** BEGIN Material shown **

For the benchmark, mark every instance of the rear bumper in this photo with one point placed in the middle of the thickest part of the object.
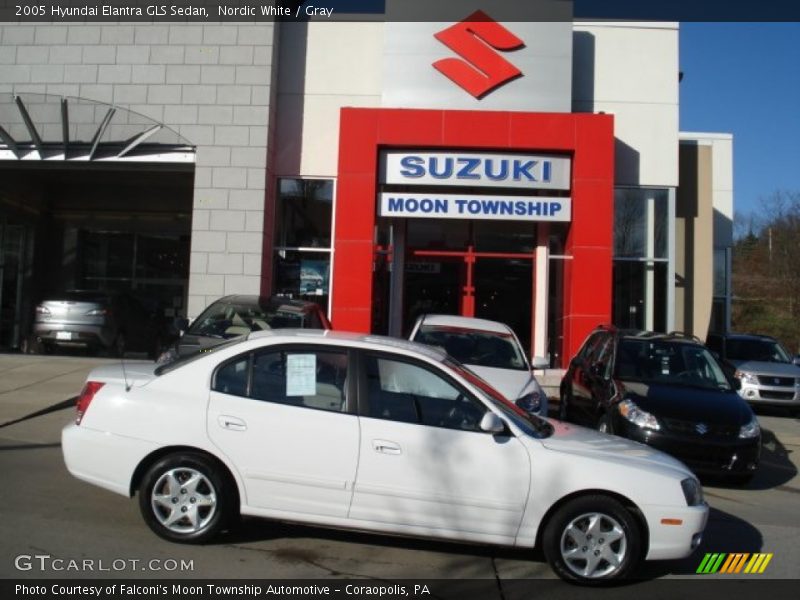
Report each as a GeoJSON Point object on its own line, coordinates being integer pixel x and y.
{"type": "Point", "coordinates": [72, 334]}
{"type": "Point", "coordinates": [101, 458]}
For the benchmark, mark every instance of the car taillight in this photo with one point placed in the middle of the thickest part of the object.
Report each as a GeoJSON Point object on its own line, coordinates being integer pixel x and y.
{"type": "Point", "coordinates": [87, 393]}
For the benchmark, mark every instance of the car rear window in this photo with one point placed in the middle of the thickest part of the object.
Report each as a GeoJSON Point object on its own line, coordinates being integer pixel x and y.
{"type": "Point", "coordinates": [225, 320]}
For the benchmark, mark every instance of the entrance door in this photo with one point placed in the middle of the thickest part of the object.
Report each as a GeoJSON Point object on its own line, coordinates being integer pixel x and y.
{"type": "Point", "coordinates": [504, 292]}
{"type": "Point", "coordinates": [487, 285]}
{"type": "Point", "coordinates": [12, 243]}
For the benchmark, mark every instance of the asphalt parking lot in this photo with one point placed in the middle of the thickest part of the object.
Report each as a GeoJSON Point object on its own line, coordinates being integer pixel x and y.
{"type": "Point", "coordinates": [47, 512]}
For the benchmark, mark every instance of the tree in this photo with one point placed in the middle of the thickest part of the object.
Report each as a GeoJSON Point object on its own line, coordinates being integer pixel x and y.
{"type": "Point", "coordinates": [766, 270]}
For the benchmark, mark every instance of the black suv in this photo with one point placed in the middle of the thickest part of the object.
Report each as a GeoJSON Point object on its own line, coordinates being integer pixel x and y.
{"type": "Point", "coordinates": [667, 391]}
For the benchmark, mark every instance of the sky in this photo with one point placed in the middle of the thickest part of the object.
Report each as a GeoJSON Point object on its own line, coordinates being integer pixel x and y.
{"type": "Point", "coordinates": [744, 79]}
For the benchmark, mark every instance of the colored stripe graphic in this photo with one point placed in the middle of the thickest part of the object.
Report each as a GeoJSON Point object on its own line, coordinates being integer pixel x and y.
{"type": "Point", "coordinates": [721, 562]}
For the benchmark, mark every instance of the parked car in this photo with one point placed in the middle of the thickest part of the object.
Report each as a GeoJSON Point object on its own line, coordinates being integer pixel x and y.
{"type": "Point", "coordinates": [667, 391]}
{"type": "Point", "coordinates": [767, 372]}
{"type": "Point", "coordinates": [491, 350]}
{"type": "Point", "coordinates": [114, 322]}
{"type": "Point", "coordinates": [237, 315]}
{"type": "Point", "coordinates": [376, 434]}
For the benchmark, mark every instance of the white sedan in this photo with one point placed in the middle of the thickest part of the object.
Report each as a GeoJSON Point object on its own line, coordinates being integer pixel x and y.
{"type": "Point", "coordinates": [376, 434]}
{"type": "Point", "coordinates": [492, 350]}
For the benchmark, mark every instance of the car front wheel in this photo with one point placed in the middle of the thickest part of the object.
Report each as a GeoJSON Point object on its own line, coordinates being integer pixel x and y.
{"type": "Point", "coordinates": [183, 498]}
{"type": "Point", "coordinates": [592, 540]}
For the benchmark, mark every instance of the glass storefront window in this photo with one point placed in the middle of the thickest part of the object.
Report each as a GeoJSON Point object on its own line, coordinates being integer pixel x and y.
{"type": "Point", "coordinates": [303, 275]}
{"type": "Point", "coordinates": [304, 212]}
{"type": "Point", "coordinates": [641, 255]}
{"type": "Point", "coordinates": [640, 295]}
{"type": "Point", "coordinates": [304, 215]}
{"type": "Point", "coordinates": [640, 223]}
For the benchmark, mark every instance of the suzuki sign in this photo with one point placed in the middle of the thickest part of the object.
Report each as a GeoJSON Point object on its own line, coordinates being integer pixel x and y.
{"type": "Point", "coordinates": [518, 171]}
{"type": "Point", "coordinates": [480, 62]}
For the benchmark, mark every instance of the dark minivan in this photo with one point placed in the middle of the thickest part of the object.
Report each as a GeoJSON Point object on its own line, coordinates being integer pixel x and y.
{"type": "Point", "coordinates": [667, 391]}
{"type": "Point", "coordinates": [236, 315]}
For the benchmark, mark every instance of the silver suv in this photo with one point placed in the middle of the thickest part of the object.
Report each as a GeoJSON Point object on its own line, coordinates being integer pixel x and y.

** END Material shown **

_Short task_
Give back the lines above exactly, from the one with "For the benchmark, mark every instance of the suzuki" through the last line.

_Solution for this problem_
For the benchmark, mark every instance of the suzuki sign in this photo with one point placed in the middle of the thickest part of the object.
Report each as a GeoJSON Point object on its own line, coordinates being integer pixel x and y.
{"type": "Point", "coordinates": [518, 171]}
{"type": "Point", "coordinates": [480, 62]}
For the benchmark, mark every instance of the dark minivan in this photo with one point placed in the middle of the thickest part of the object.
Report each as a GeoJSON Point object on its own line, coordinates being integer pixel x and y.
{"type": "Point", "coordinates": [667, 391]}
{"type": "Point", "coordinates": [236, 315]}
For the benchmark, mark every instance of the silver suv in this photo with one point placed in the middle of the thickest part of the object.
Report each as a GeoJSON Point object on its own line, coordinates being integer pixel x and y.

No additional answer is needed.